* TRY IT *
Would you give the number of lines below in which the string "label" appears? Nothing else is needed.

┌──

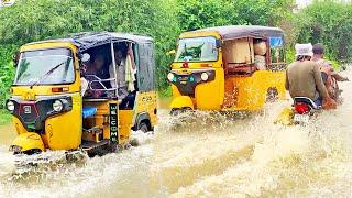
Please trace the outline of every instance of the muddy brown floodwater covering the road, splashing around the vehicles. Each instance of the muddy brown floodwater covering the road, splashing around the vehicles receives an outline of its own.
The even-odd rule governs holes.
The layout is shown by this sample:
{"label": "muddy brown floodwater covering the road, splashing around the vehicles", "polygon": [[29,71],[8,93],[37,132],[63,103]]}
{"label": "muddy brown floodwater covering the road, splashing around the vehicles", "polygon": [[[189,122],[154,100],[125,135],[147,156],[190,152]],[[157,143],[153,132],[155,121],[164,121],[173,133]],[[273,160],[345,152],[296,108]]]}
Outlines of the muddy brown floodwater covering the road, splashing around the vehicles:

└──

* FINISHED EXERCISE *
2